──────── DATA SUPPLIED

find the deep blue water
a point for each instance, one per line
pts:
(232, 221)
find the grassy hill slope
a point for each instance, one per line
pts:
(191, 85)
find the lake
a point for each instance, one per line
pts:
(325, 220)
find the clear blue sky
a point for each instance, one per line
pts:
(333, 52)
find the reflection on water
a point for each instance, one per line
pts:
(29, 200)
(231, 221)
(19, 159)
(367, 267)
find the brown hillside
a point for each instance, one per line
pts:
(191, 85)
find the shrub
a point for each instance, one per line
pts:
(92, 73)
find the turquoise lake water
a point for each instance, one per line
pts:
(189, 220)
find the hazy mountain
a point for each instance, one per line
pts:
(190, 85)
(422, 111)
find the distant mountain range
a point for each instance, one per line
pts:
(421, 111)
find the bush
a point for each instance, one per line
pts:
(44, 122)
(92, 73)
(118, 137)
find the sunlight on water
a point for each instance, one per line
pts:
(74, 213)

────────────────

> **PROBLEM**
Reproduce all of the material above, replacing every occurrence of "one per line" with "each on its own line" and leaving everything else unchanged.

> **WORKED SOLUTION**
find the deep blue water
a point for each instance, each on its own line
pts:
(232, 221)
find the grassy hill slope
a point for each instance, each on its own line
pts:
(191, 85)
find the lake
a point for each instance, each on its own line
pts:
(325, 220)
find the clear blue sky
a point for each instance, each on its own line
pts:
(333, 52)
find the reflection on water
a point for each instance, each on its own line
pts:
(29, 200)
(231, 221)
(19, 159)
(367, 267)
find the brown hillside
a point for each instance, each on its own line
pts:
(191, 85)
find the shrub
a point for each instance, each on its own line
pts:
(92, 73)
find the turquoise lake water
a point for each instance, each on its own line
pts:
(189, 220)
find the hazy mountain
a point for each instance, each on its own line
pts:
(190, 85)
(422, 111)
find the distant mountain range
a point for each instance, each on its own line
pts:
(421, 111)
find the bush
a point for each instance, each on its own line
pts:
(44, 122)
(92, 73)
(118, 137)
find the sunlight on water
a point for each instance, each on its own line
pts:
(74, 213)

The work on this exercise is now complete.